◆ **Goal**
Beginning with the line where "Return the mask of every instance of the ocean" appears, retype every remaining line of the data below, both the first and last included.
--------------------------------------------------
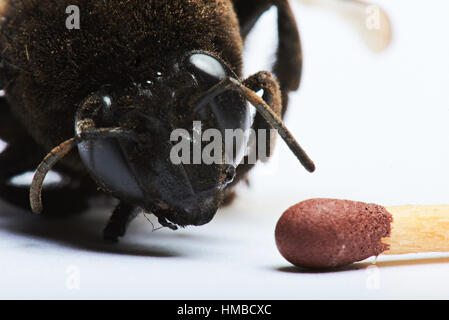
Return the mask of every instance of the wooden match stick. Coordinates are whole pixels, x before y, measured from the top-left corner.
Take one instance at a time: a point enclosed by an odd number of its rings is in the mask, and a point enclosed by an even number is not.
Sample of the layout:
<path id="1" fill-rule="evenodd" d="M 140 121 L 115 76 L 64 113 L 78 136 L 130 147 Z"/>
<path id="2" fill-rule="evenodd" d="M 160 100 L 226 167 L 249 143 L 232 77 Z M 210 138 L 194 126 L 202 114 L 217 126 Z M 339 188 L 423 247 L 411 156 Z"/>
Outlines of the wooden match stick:
<path id="1" fill-rule="evenodd" d="M 284 258 L 307 268 L 340 267 L 380 254 L 449 252 L 449 205 L 311 199 L 288 209 L 275 235 Z"/>
<path id="2" fill-rule="evenodd" d="M 382 254 L 449 252 L 449 205 L 386 207 L 393 217 Z"/>
<path id="3" fill-rule="evenodd" d="M 392 30 L 387 13 L 377 5 L 360 0 L 299 0 L 305 5 L 331 9 L 358 31 L 363 42 L 375 52 L 391 43 Z"/>

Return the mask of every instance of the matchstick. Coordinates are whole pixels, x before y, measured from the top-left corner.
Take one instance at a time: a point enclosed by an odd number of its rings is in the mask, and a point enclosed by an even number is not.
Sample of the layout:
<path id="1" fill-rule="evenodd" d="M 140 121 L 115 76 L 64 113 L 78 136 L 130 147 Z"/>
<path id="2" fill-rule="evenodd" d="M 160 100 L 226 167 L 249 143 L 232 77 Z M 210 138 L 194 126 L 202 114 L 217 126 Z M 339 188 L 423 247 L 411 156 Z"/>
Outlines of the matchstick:
<path id="1" fill-rule="evenodd" d="M 311 199 L 288 209 L 275 235 L 284 258 L 307 268 L 340 267 L 380 254 L 449 252 L 449 205 Z"/>

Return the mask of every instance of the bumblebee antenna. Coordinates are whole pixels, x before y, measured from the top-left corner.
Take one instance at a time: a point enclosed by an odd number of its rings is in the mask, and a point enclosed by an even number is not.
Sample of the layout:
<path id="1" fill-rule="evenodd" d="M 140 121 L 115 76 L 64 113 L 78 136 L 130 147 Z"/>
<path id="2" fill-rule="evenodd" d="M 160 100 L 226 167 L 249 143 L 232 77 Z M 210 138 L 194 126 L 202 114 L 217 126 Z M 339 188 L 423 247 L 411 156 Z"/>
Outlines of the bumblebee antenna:
<path id="1" fill-rule="evenodd" d="M 30 205 L 31 210 L 35 214 L 41 214 L 42 206 L 42 185 L 48 172 L 54 165 L 64 158 L 77 145 L 75 138 L 64 141 L 59 146 L 50 151 L 50 153 L 42 160 L 34 174 L 33 181 L 30 186 Z"/>
<path id="2" fill-rule="evenodd" d="M 226 90 L 236 90 L 237 92 L 239 92 L 249 103 L 251 103 L 256 108 L 256 110 L 262 115 L 262 117 L 268 122 L 268 124 L 277 130 L 285 143 L 287 143 L 290 150 L 298 158 L 299 162 L 301 162 L 303 167 L 309 172 L 315 171 L 315 164 L 296 141 L 295 137 L 287 129 L 282 119 L 261 97 L 259 97 L 253 90 L 243 85 L 237 79 L 231 77 L 226 78 L 209 89 L 198 101 L 195 110 L 203 107 L 210 101 L 210 99 L 216 97 Z"/>
<path id="3" fill-rule="evenodd" d="M 78 126 L 81 128 L 82 126 Z M 37 167 L 34 174 L 33 181 L 30 186 L 30 205 L 31 210 L 35 214 L 41 214 L 43 211 L 42 205 L 42 186 L 48 172 L 64 158 L 72 149 L 82 141 L 96 140 L 96 139 L 111 139 L 111 138 L 125 138 L 129 140 L 137 140 L 137 135 L 134 132 L 123 130 L 122 128 L 99 128 L 81 130 L 77 132 L 77 137 L 64 141 L 59 146 L 50 151 L 50 153 L 42 160 Z"/>

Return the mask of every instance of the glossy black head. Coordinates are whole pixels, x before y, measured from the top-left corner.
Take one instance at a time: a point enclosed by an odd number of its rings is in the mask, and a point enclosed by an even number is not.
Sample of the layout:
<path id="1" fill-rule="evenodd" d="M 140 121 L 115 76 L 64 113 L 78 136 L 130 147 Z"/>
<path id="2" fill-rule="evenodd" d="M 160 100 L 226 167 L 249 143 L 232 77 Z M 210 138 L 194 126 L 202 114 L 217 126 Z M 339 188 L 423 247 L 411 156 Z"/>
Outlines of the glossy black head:
<path id="1" fill-rule="evenodd" d="M 202 141 L 199 131 L 213 129 L 224 140 L 226 129 L 252 125 L 250 108 L 235 91 L 223 92 L 198 108 L 197 99 L 227 77 L 236 75 L 221 59 L 191 52 L 167 59 L 160 70 L 129 83 L 111 81 L 92 93 L 80 106 L 77 124 L 92 119 L 97 129 L 120 128 L 133 137 L 99 136 L 78 145 L 98 185 L 177 225 L 209 222 L 234 179 L 246 142 L 240 141 L 231 156 L 223 147 L 210 163 L 203 157 L 210 141 Z M 186 149 L 174 149 L 181 142 L 190 145 L 187 156 Z"/>

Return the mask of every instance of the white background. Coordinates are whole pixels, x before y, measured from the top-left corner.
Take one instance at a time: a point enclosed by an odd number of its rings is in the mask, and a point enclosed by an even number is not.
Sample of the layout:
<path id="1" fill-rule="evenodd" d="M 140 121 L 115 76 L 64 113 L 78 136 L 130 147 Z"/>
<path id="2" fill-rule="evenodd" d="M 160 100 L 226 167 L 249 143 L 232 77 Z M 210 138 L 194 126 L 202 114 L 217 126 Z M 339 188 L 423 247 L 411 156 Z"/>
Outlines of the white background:
<path id="1" fill-rule="evenodd" d="M 291 267 L 274 242 L 282 212 L 312 197 L 449 203 L 449 3 L 376 3 L 394 28 L 381 54 L 333 12 L 292 4 L 304 74 L 286 121 L 316 173 L 279 140 L 272 162 L 209 225 L 152 232 L 141 217 L 118 246 L 102 242 L 106 210 L 46 221 L 1 205 L 0 298 L 449 298 L 448 254 L 309 272 Z M 264 16 L 249 39 L 248 74 L 274 51 L 275 19 Z"/>

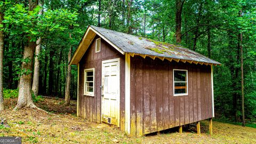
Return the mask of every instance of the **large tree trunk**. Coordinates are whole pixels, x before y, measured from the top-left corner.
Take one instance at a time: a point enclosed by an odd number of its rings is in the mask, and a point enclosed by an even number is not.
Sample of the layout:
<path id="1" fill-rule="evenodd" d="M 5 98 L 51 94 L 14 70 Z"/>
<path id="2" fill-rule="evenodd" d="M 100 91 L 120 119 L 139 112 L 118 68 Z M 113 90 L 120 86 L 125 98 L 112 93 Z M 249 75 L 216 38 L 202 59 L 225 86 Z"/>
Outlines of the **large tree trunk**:
<path id="1" fill-rule="evenodd" d="M 242 10 L 239 12 L 239 17 L 242 17 Z M 242 118 L 243 126 L 245 126 L 245 119 L 244 116 L 244 67 L 243 67 L 243 34 L 242 32 L 239 34 L 239 47 L 241 50 L 241 91 L 242 91 Z"/>
<path id="2" fill-rule="evenodd" d="M 36 41 L 36 56 L 35 58 L 35 65 L 34 67 L 33 84 L 32 85 L 32 91 L 34 95 L 37 97 L 38 94 L 39 76 L 40 75 L 40 63 L 38 55 L 41 49 L 41 38 L 39 38 Z"/>
<path id="3" fill-rule="evenodd" d="M 211 58 L 211 31 L 210 28 L 208 28 L 208 30 L 207 31 L 207 50 L 208 52 L 208 58 Z"/>
<path id="4" fill-rule="evenodd" d="M 38 4 L 41 7 L 43 7 L 42 3 L 39 3 Z M 43 14 L 43 7 L 42 7 L 42 10 L 38 12 L 39 15 Z M 36 55 L 35 57 L 35 65 L 34 66 L 33 83 L 32 85 L 32 91 L 35 97 L 37 97 L 38 95 L 39 76 L 40 75 L 40 62 L 38 59 L 38 56 L 41 50 L 41 41 L 42 39 L 41 37 L 36 41 Z"/>
<path id="5" fill-rule="evenodd" d="M 198 26 L 199 25 L 199 22 L 200 22 L 200 19 L 201 17 L 201 12 L 202 12 L 202 8 L 203 6 L 203 3 L 200 3 L 200 5 L 199 6 L 198 9 L 198 15 L 197 16 L 197 18 L 196 19 L 196 25 Z M 196 51 L 196 42 L 197 41 L 197 38 L 198 38 L 198 28 L 199 27 L 197 27 L 196 28 L 196 30 L 195 31 L 195 38 L 194 39 L 194 45 L 193 45 L 193 51 Z"/>
<path id="6" fill-rule="evenodd" d="M 53 57 L 54 52 L 53 50 L 51 50 L 50 52 L 49 58 L 49 79 L 48 81 L 48 94 L 52 95 L 52 88 L 53 87 Z"/>
<path id="7" fill-rule="evenodd" d="M 60 50 L 59 55 L 60 56 L 57 63 L 57 74 L 56 75 L 56 94 L 59 95 L 61 95 L 61 93 L 60 94 L 59 92 L 59 85 L 60 85 L 60 63 L 61 62 L 61 57 L 62 55 L 61 50 Z"/>
<path id="8" fill-rule="evenodd" d="M 100 13 L 101 12 L 101 0 L 99 0 L 99 13 L 98 14 L 98 26 L 100 27 Z"/>
<path id="9" fill-rule="evenodd" d="M 240 49 L 241 50 L 241 87 L 242 87 L 242 126 L 245 126 L 245 120 L 244 116 L 244 68 L 243 68 L 243 35 L 240 34 Z"/>
<path id="10" fill-rule="evenodd" d="M 27 45 L 25 46 L 23 59 L 29 59 L 28 62 L 23 62 L 21 65 L 21 70 L 26 71 L 22 74 L 20 79 L 20 86 L 19 89 L 19 97 L 17 105 L 14 109 L 23 107 L 35 107 L 33 103 L 31 93 L 32 67 L 34 52 L 35 51 L 35 43 L 28 42 Z M 30 71 L 30 72 L 29 72 Z"/>
<path id="11" fill-rule="evenodd" d="M 47 70 L 47 65 L 48 64 L 48 54 L 45 52 L 44 56 L 44 86 L 43 89 L 44 90 L 44 94 L 46 95 L 46 88 L 47 88 L 47 74 L 48 71 Z"/>
<path id="12" fill-rule="evenodd" d="M 4 18 L 4 14 L 2 12 L 0 8 L 0 25 L 3 25 L 2 21 Z M 4 60 L 4 35 L 3 31 L 0 31 L 0 111 L 4 110 L 4 95 L 3 85 L 3 68 Z"/>
<path id="13" fill-rule="evenodd" d="M 72 47 L 70 46 L 69 49 L 69 52 L 68 53 L 68 61 L 71 60 Z M 71 77 L 71 65 L 68 65 L 68 74 L 67 76 L 67 81 L 66 84 L 65 91 L 65 106 L 69 106 L 70 100 L 70 77 Z"/>
<path id="14" fill-rule="evenodd" d="M 29 0 L 29 11 L 33 10 L 38 3 L 38 1 Z M 33 70 L 34 52 L 36 44 L 35 42 L 30 42 L 30 37 L 28 37 L 27 38 L 28 41 L 24 48 L 23 59 L 29 59 L 30 60 L 27 62 L 23 61 L 21 64 L 21 71 L 25 73 L 20 76 L 19 97 L 14 110 L 26 106 L 36 107 L 32 100 L 31 92 L 32 77 L 31 71 Z"/>
<path id="15" fill-rule="evenodd" d="M 181 43 L 181 13 L 183 4 L 185 0 L 176 0 L 176 14 L 175 22 L 176 23 L 176 43 Z"/>
<path id="16" fill-rule="evenodd" d="M 132 26 L 131 25 L 131 9 L 132 7 L 133 0 L 127 1 L 128 4 L 128 12 L 127 14 L 127 26 L 128 26 L 128 34 L 132 34 Z"/>

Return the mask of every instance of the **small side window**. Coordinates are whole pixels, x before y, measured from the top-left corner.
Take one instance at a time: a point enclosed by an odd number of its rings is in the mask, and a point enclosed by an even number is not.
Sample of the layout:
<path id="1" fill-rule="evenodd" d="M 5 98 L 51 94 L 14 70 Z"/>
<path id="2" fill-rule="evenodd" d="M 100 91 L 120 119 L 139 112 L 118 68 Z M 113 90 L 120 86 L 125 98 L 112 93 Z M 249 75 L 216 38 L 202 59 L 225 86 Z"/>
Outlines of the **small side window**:
<path id="1" fill-rule="evenodd" d="M 173 69 L 174 96 L 188 95 L 188 70 Z"/>
<path id="2" fill-rule="evenodd" d="M 96 43 L 95 44 L 95 52 L 100 51 L 100 38 L 96 39 Z"/>
<path id="3" fill-rule="evenodd" d="M 84 95 L 94 96 L 94 69 L 84 70 Z"/>

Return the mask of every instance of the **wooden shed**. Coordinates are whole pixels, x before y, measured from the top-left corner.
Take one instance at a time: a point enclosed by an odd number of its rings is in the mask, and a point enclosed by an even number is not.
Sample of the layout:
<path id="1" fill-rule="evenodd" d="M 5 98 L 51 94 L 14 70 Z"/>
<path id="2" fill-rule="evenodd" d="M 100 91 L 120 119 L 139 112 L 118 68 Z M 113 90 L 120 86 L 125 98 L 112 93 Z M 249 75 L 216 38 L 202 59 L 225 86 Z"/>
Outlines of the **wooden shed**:
<path id="1" fill-rule="evenodd" d="M 90 121 L 141 135 L 214 116 L 212 66 L 221 64 L 180 45 L 92 26 L 69 64 L 77 116 Z"/>

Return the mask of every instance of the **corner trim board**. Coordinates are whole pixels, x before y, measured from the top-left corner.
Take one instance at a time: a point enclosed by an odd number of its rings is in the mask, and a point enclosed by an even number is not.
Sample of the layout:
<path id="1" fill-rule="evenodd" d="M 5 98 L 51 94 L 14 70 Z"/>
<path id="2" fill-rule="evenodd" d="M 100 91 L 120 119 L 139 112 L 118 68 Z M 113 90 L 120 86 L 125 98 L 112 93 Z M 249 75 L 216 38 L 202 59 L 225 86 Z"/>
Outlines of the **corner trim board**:
<path id="1" fill-rule="evenodd" d="M 131 133 L 130 55 L 125 53 L 125 132 Z"/>
<path id="2" fill-rule="evenodd" d="M 77 63 L 77 104 L 76 105 L 76 115 L 79 116 L 79 62 Z"/>
<path id="3" fill-rule="evenodd" d="M 211 66 L 211 78 L 212 82 L 212 117 L 214 117 L 214 95 L 213 94 L 213 73 L 212 72 L 212 65 Z"/>

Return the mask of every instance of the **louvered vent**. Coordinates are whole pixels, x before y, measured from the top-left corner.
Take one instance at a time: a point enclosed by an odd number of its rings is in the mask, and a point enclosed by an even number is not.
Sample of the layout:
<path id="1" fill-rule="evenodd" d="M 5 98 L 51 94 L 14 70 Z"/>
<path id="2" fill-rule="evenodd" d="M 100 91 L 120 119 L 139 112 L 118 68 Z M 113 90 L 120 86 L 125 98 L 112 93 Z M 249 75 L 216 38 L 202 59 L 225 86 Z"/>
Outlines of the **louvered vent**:
<path id="1" fill-rule="evenodd" d="M 95 46 L 95 52 L 98 52 L 100 51 L 100 38 L 99 38 L 96 39 L 96 44 Z"/>

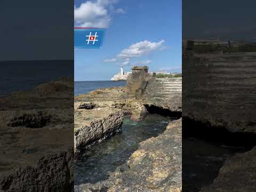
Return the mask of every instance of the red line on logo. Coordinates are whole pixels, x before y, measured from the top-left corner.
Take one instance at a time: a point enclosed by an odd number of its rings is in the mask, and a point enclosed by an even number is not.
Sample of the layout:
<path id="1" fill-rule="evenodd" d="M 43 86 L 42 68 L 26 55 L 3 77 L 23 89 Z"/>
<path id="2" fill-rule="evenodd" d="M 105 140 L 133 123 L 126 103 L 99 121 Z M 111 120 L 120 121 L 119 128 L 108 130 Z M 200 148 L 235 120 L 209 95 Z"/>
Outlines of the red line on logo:
<path id="1" fill-rule="evenodd" d="M 102 27 L 74 27 L 74 29 L 103 29 Z"/>

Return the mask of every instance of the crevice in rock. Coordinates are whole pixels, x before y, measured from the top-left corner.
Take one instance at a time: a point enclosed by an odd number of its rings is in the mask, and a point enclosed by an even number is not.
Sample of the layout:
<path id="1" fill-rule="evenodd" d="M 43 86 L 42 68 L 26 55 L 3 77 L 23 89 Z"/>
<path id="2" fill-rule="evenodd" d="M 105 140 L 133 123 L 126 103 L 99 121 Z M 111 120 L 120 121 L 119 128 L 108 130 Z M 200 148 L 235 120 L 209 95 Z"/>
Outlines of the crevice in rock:
<path id="1" fill-rule="evenodd" d="M 151 105 L 144 105 L 144 106 L 149 114 L 158 114 L 177 119 L 179 119 L 182 116 L 181 111 L 171 111 L 169 109 L 164 109 L 163 107 Z"/>
<path id="2" fill-rule="evenodd" d="M 250 150 L 256 134 L 230 132 L 223 126 L 182 117 L 182 185 L 200 191 L 213 182 L 223 163 L 235 154 Z"/>
<path id="3" fill-rule="evenodd" d="M 213 126 L 210 122 L 182 117 L 182 138 L 193 137 L 219 145 L 243 147 L 251 150 L 256 144 L 256 134 L 231 132 L 223 126 Z"/>

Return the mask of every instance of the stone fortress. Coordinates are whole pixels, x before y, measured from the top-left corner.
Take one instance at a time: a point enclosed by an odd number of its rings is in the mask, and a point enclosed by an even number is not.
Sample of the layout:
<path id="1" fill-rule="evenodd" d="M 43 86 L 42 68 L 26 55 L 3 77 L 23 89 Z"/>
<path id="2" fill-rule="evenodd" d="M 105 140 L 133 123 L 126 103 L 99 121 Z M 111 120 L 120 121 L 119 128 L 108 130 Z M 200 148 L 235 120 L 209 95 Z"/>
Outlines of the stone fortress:
<path id="1" fill-rule="evenodd" d="M 134 67 L 135 66 L 133 66 L 133 67 Z M 137 66 L 137 67 L 139 67 L 139 66 Z M 148 73 L 151 75 L 153 75 L 153 74 L 162 74 L 162 75 L 172 75 L 178 74 L 178 73 L 167 73 L 167 71 L 154 71 L 154 72 L 148 71 L 147 73 Z M 128 75 L 131 74 L 132 73 L 132 72 L 124 72 L 123 68 L 123 65 L 122 65 L 120 67 L 120 73 L 118 73 L 118 74 L 115 74 L 114 76 L 114 77 L 111 78 L 111 81 L 127 81 Z"/>

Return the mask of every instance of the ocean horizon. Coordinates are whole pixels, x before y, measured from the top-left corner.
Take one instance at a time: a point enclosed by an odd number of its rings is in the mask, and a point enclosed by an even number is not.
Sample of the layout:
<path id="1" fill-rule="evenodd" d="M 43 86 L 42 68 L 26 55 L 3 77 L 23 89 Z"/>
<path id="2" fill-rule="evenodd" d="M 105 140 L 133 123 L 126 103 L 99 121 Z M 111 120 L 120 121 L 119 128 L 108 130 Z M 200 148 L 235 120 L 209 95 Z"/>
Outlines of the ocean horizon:
<path id="1" fill-rule="evenodd" d="M 125 86 L 126 81 L 75 81 L 74 95 L 88 93 L 100 88 Z"/>

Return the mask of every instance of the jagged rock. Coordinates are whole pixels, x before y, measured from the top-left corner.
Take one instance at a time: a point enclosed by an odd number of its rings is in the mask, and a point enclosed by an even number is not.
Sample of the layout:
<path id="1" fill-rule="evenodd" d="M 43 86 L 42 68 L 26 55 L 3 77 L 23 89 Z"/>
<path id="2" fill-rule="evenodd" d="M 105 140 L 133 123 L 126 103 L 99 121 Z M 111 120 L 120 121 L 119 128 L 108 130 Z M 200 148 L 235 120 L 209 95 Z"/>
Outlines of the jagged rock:
<path id="1" fill-rule="evenodd" d="M 17 168 L 1 175 L 0 189 L 4 191 L 71 191 L 73 190 L 73 149 L 39 159 L 35 165 Z"/>
<path id="2" fill-rule="evenodd" d="M 256 147 L 238 154 L 220 169 L 213 183 L 202 192 L 254 191 L 256 189 Z"/>
<path id="3" fill-rule="evenodd" d="M 181 191 L 181 119 L 141 142 L 127 163 L 107 180 L 75 186 L 76 191 Z"/>
<path id="4" fill-rule="evenodd" d="M 83 105 L 84 105 L 83 104 Z M 81 104 L 76 103 L 81 106 Z M 75 152 L 121 131 L 124 114 L 121 110 L 105 108 L 75 110 Z"/>
<path id="5" fill-rule="evenodd" d="M 64 80 L 0 98 L 0 191 L 73 190 L 74 82 Z"/>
--------------------------------------------------
◆ **Response to the task**
Return the mask of every instance of the ocean horizon. Coordinates are whole pixels, x before y, measured from the top-left corner.
Take one instance at a time: a point enclosed by an odd number of its rings is in the mask, and a point enclosed by an even number is not.
Sample of the layout:
<path id="1" fill-rule="evenodd" d="M 43 86 L 42 68 L 26 55 L 3 77 L 23 89 Z"/>
<path id="2" fill-rule="evenodd" d="M 105 140 L 133 123 L 126 103 L 99 121 Z M 111 120 L 120 121 L 119 128 L 108 130 Z M 200 148 L 235 120 L 209 95 Z"/>
Outlines of the ocean horizon:
<path id="1" fill-rule="evenodd" d="M 125 86 L 126 81 L 75 81 L 74 95 L 88 93 L 100 88 Z"/>

Return the mask of every instance of the jagged rock. Coordinates are whole pixels, x before y, measured from the top-left corner.
Take one instance at a time: a point enclosed by an odd number of its rings is in the mask, and a point enclosed by an even number is not.
Sample of the layout:
<path id="1" fill-rule="evenodd" d="M 43 86 L 42 68 L 26 55 L 3 77 L 23 89 Z"/>
<path id="2" fill-rule="evenodd" d="M 105 140 L 133 123 L 126 103 L 99 121 Z M 111 120 L 120 121 L 119 128 L 108 130 Z M 200 148 L 235 120 L 209 95 Z"/>
Outlines of the jagged rock:
<path id="1" fill-rule="evenodd" d="M 17 168 L 1 175 L 0 189 L 4 191 L 71 191 L 73 190 L 73 149 L 39 159 L 35 165 Z"/>
<path id="2" fill-rule="evenodd" d="M 256 147 L 238 154 L 220 169 L 213 183 L 202 192 L 254 191 L 256 189 Z"/>
<path id="3" fill-rule="evenodd" d="M 181 191 L 181 119 L 141 142 L 127 163 L 107 180 L 75 186 L 76 191 Z"/>
<path id="4" fill-rule="evenodd" d="M 83 105 L 84 105 L 83 104 Z M 81 104 L 76 103 L 81 106 Z M 75 152 L 121 131 L 124 114 L 121 110 L 105 108 L 75 110 Z"/>
<path id="5" fill-rule="evenodd" d="M 64 80 L 0 98 L 0 191 L 73 190 L 74 82 Z"/>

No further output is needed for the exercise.